Caption: Ketua Umum Perkumpulan Advocaten Indonesia (PAI) DR. Sultan Junaidi, MH (Foto: Istimewa)
LAMPUNG, (FN) – Praktisi Hukum yang juga Ketua Umum Badan Pimpinan Pusat Perkumpulan Advocaten Indonesia (BPP PAI) DR. Sultan Junaidi, MH menilai sudah tepat langkah masyarakat lima keturunan kampung Bandar Dewa, Kecamatan Tulangbawang Tengah, kabupaten Tulangbawang Barat, Provinsi Lampung selaku pemilik tanah/ahli waris sah seluas 1.470 Ha di Pal 133-139 Omboelan Bawang Berak jika menduga ada sindikat mafia tanah yang bermain dalam proses Hak Guna Usaha (HGU).
Berikut penuturan lengkap DR. Sultan Junaidi, MH dalam tanggapan tertulisnya, Minggu (5/9/2021).

========================

■ Perintah A ■
Jawablah pertanyaan berikut berdasarkan teks tentang sengketa tanah di Lampung.
(i) Siapa yang disebut sebagai Ketua Umum Perkumpulan Advocaten Indonesia dalam keterangan foto?
(ii) Berapa luas tanah milik masyarakat lima keturunan kampung Bandar Dewa?
(iii) Pada hari dan tanggal berapa tanggapan tertulis itu disampaikan?
Teks di atas dan baris-baris berikut berasal dari sumber yang berbeda.

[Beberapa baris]
========================

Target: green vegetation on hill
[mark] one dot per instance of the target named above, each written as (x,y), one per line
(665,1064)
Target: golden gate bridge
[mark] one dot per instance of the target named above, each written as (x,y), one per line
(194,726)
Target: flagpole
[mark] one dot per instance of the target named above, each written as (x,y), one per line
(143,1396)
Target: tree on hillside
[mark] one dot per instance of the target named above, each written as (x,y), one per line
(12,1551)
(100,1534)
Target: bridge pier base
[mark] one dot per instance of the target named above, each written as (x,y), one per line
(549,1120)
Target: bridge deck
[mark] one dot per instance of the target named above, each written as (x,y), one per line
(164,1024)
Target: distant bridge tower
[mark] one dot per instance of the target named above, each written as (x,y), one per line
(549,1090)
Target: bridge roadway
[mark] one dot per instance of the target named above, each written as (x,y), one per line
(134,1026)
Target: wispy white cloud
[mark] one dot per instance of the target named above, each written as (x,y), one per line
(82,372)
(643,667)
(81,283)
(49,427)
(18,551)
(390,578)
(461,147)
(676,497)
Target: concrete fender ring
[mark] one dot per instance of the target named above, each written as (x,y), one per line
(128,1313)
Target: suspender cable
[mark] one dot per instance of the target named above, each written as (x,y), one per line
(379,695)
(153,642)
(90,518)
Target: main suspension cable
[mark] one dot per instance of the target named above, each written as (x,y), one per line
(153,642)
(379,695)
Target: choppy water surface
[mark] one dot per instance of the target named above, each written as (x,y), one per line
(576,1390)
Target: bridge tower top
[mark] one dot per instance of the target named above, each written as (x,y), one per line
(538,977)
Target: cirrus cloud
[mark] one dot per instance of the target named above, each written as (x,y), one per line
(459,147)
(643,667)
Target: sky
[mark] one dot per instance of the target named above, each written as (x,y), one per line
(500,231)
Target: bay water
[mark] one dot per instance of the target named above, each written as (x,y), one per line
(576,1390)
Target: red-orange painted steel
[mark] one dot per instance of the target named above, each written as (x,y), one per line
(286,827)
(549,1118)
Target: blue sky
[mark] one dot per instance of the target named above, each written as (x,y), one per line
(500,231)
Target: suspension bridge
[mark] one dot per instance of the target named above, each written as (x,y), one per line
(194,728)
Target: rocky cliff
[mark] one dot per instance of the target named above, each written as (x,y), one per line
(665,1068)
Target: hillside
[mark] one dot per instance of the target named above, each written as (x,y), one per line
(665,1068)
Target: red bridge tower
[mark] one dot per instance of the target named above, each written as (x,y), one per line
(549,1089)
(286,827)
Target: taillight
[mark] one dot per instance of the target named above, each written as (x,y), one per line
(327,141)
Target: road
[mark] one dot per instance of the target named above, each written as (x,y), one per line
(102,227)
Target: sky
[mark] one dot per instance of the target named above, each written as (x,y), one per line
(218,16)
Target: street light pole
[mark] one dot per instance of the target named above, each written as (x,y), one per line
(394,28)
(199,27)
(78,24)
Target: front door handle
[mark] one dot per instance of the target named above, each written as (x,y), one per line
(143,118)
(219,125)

========================

■ Perintah B ■
Tuliskan ulang baris-baris dalam bahan yang disediakan, mulai dari baris yang memuat "Target: bay water" sampai dengan baris terakhir bahan tersebut, termasuk kedua baris itu.

■ Jawaban A ■
(i) DR. Sultan Junaidi, MH
(ii) 1.470 Ha
(iii) Minggu (5/9/2021)

■ Jawaban B ■
Target: bay water
[mark] one dot per instance of the target named above, each written as (x,y), one per line
(576,1390)
Target: red-orange painted steel
[mark] one dot per instance of the target named above, each written as (x,y), one per line
(286,827)
(549,1118)
Target: blue sky
[mark] one dot per instance of the target named above, each written as (x,y), one per line
(500,231)
Target: suspension bridge
[mark] one dot per instance of the target named above, each written as (x,y), one per line
(194,728)
Target: rocky cliff
[mark] one dot per instance of the target named above, each written as (x,y), one per line
(665,1068)
Target: hillside
[mark] one dot per instance of the target named above, each written as (x,y), one per line
(665,1068)
Target: red bridge tower
[mark] one dot per instance of the target named above, each written as (x,y), one per line
(549,1089)
(286,827)
Target: taillight
[mark] one dot per instance of the target named above, each written as (x,y), one per line
(327,141)
Target: road
[mark] one dot per instance of the target named above, each written as (x,y), one per line
(102,227)
Target: sky
[mark] one dot per instance of the target named above, each written as (x,y), one per line
(218,16)
Target: street light pole
[mark] one dot per instance of the target named above, each written as (x,y), one per line
(394,28)
(199,27)
(78,24)
Target: front door handle
[mark] one dot per instance of the target named above, each written as (x,y), one per line
(143,118)
(219,125)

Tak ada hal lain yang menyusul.